## Written instruction 1
Answer these questions about the convergence analysis text:
(a) When $r_k$ falls below $p_0$, what value is assigned to $\mu_{k+1}$?
(b) Whose result is cited as the basis for Lemma 2.1?
(c) Which iterations make up the index set $S$?
## Written instruction 2
List every formally numbered statement in the convergence analysis text that is an assumption, a lemma, or a theorem.
## Written instruction 3
Continue the convergence analysis text from its final sentence.

## Document passage
************
Compute $r_k=\frac{Ared_k}{Pred_k}$. If $r_k\ge p_0$, set $ x_{k+1}=x_k+d_k$ and compute $\mu _{k+1}$ by (1.9); Otherwise, set $x_{k+1}=x_k$ and compute $\mu _{k+1}=c_0\mu _k$. Set $k:=k+1$ and go to step 2.

To study the global convergence of Algorithm 2.1, we make the following assumption.

Assumption 2.1

F(x) is continuously differentiable, both F(x) and its Jacobian J(x) is Lipschitz continuous, i.e., there exist positive constants $L_1$ and $L_2$ such that

$$\begin{aligned} \Vert J(x)-J(y)\Vert \le L_1\Vert y-x\Vert ,\quad \forall x,y\in R^n \end{aligned}$$

(2.2)

and

$$\begin{aligned} \Vert F(x)-F(y)\Vert \le L_2\Vert y-x\Vert ,\quad \forall x,y\in R^n. \end{aligned}$$

(2.3)

Due to the result given by Powell [10], we have the following lemma.

Lemma 2.1

The predicted reduction satisfies

$$\begin{aligned} \Vert F_k\Vert ^2-\Vert F_k+J_kd_k\Vert ^2\ge \Vert J^T_kF_k\Vert \min \left\{ \Vert d_k\Vert ,\frac{\Vert J_k^TF_k\Vert }{\Vert J^T_kJ_k\Vert }\right\} \end{aligned}$$

(2.4)

for all k.

Lemma 2.1 implies that the predicted reduction is always nonnegative.

In the following, we first prove the weak global convergence of Algorithm 2.1, that is, at least one accumulation point of the sequence generated by Algorithm 2.1 is a stationary point of the merit function $\phi (x)$.

Theorem 2.1

Under Assumption 2.1, Algorithm 2.1 terminates in finite iterations or satisfies

$$\begin{aligned} \liminf _{k\rightarrow \infty }\Vert J_k^TF_k\Vert =0. \end{aligned}$$

Proof

We prove by contradiction. Suppose that there exists a constant $\tau >0$ such that

$$\begin{aligned} \Vert J_k^TF_k \Vert \ge \tau , \quad \forall k. \end{aligned}$$

(2.5)

Define the index set of successful iterations:

$$\begin{aligned} S=\{k: r_k \ge p_0 \}. \end{aligned}$$

We discuss in two cases.
************
## Records from a dataset
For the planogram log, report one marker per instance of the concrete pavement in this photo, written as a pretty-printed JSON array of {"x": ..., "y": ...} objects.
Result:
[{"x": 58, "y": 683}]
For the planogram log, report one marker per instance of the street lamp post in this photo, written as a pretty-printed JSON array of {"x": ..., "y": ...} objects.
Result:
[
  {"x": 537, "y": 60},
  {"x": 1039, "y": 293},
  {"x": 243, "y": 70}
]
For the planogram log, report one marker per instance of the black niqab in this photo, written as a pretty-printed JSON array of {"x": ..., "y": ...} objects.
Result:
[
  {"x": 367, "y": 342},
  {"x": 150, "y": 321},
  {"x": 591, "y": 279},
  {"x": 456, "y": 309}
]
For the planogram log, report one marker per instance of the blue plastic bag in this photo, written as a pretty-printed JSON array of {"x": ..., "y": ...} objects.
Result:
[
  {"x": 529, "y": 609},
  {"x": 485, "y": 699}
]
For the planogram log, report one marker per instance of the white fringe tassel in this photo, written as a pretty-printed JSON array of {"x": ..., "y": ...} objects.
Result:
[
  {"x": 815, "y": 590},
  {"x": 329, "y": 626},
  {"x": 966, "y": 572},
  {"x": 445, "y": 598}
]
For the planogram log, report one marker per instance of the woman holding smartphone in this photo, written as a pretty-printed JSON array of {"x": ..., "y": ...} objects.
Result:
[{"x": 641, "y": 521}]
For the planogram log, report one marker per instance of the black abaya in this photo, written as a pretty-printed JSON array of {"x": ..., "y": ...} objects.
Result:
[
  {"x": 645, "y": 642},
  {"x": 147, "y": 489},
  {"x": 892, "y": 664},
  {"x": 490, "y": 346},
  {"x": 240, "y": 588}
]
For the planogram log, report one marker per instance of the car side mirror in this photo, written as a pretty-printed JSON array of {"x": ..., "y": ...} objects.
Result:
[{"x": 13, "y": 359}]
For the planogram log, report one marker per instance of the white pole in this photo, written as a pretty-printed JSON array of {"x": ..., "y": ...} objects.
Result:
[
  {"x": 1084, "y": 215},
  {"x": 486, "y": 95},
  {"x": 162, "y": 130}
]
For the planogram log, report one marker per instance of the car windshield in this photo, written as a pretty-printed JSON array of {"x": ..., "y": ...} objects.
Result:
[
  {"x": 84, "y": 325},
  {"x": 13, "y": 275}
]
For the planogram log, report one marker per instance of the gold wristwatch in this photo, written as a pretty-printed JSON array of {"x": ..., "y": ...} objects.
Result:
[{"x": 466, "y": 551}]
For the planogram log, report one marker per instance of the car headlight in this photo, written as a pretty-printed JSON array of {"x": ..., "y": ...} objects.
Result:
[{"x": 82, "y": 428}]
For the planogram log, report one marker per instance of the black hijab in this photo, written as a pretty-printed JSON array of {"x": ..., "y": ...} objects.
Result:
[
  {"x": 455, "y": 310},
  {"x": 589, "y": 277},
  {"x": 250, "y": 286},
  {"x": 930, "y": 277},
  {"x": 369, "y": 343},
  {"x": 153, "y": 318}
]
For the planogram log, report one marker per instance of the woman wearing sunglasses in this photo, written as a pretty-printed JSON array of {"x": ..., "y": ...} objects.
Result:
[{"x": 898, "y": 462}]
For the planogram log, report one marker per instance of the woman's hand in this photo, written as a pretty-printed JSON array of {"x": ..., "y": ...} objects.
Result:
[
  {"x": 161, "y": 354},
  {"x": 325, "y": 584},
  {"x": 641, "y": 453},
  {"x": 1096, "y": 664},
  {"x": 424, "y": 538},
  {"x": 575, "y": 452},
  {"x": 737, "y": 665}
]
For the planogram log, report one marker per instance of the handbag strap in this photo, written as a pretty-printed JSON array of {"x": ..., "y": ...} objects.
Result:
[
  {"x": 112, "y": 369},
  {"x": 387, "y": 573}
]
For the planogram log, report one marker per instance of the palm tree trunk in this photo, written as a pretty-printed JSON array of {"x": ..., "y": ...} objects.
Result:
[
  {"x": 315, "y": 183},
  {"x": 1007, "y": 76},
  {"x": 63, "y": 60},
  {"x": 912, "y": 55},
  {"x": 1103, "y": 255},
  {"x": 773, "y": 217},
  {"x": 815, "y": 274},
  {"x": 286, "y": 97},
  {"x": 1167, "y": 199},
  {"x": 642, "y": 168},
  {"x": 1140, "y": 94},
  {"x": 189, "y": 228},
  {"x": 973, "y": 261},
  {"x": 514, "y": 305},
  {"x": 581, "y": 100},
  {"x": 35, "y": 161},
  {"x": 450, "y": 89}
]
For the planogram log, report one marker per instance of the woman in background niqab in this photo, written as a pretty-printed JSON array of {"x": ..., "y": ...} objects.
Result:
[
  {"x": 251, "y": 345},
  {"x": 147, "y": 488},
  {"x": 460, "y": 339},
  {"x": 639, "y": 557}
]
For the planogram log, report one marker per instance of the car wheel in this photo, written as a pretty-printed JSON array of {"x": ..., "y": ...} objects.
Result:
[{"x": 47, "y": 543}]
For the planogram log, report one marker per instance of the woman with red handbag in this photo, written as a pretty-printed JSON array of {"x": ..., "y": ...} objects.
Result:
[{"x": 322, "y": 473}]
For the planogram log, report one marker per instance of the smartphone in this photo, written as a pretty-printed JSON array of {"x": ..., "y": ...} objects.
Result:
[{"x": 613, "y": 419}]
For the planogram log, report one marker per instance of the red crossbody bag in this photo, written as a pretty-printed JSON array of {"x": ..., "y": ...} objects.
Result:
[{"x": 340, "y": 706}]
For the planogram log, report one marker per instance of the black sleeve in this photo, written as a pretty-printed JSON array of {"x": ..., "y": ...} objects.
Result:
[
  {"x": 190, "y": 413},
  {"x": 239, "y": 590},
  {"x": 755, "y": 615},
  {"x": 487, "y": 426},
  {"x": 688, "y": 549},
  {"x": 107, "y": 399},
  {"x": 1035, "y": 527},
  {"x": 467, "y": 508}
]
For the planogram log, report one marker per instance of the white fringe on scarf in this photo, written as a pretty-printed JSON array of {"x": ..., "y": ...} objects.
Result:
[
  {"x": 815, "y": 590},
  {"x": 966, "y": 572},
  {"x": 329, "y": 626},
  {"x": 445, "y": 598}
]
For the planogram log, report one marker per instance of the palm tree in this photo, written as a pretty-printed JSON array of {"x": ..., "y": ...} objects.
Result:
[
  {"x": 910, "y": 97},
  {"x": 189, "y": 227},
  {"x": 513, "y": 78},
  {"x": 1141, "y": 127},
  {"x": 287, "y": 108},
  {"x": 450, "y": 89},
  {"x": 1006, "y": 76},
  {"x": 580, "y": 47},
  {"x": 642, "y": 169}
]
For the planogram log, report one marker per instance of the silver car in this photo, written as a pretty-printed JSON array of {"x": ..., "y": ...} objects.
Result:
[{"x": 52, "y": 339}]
************
## Written reply 1
(a) $\mu_{k+1}=c_0\mu_k$
(b) Powell's
(c) The successful iterations, meaning those with $r_k \ge p_0$

## Written reply 2
Assumption 2.1, Lemma 2.1, Theorem 2.1

## Written reply 3
Case I. S is infinite. Since $\Vert F(x)\Vert $ is nonincreasing and bounded below, it follows from (2.3) and (2.4) that

$$\begin{aligned} +\infty >&\sum _{k\in S} (\Vert F_k\Vert ^2-\Vert F_{k+1}\Vert ^2)\nonumber \\ \ge&\sum _{k\in S} p_0 (\Vert F_k\Vert ^2-\Vert F_k+J_kd_k\Vert ^2)\nonumber \\ \ge&\sum _{k\in S} p_0\Vert J^T_kF_k\Vert \min \left\{ \Vert d_k\Vert ,\frac{\Vert J_k^TF_k\Vert }{\Vert J^T_kJ_k\Vert }\right\} \nonumber \\ \ge&\sum _{k\in S} p_0\tau \min \left\{ \Vert d_k\Vert , \frac{\tau }{L_2^2}\right\} . \end{aligned}$$

(2.6)

So,

$$\begin{aligned} \lim _{k\in S, k\rightarrow \infty } d_k=0. \end{aligned}$$

(2.7)

Note that $d_k=0$ for $k\notin S$, we have

$$\begin{aligned} \lim _{k\rightarrow \infty } d_k=0. \end{aligned}$$

(2.8)

Since $\Vert J_k\Vert \le L_2$ and $\Vert F_k\Vert \le \Vert F_0\Vert $, by (2.1), we have

$$\begin{aligned} \mu _k\rightarrow +\infty . \end{aligned}$$

(2.9)

On the other hand, it follows from (2.3) and (2.4) that

$$\begin{aligned} |r_k-1|=&\left| \frac{Ared_k-Pred_k}{Pred_k}\right| \nonumber \\ =&\frac{|\Vert F(x_k+d_k)\Vert ^2-\Vert F_k+J_kd_k\Vert ^2|}{Pred_k} \nonumber \\ \le&\frac{\Vert F_k+J_kd_k\Vert O(\Vert d_k\Vert ^2)+O(\Vert d_k\Vert ^4)}{\tau \min \{\Vert d_k\Vert ,\tau /L_2^2\}} \nonumber \\ \rightarrow&0. \end{aligned}$$

(2.10)

So, $r_k\rightarrow 1$. Thus, $\mu _k$ is updated by (1.9) and $\Vert J_k^TF_k\Vert >p_2/\mu _k$ for all sufficiently large k. Hence, $\mu _k=\max \left\{ c_1\mu _k,m\right\} $ for all large k. Note that $0<c_1<1$, there exists a positive constant $\tilde{c}$ such that

$$\begin{aligned} \mu _k< \tilde{c} \end{aligned}$$

for all large k. This is a contradiction to (2.9).

Case II. S is finite. Then there exists a $\tilde{k}$ such that

$$\begin{aligned} r_k<p_0, \quad k\ge \tilde{k}. \end{aligned}$$

(2.11)

According to the updating rule of $x_k$ in Algorithm 2.1, we have $d_k\rightarrow 0$. By the same arguments as (2.10), we get $r_k\rightarrow 1$, which contradicts (2.11). The proof is completed.$\square $

Based on Theorem 2.1, we can further prove the strong global convergence of Algorithm 2.1, that is, all limit points of the sequence generated by Algorithm 2.1 are stationary points of the merit function $\phi (x)$. We first give an auxiliary result (cf. [3, Lemma 2.7]).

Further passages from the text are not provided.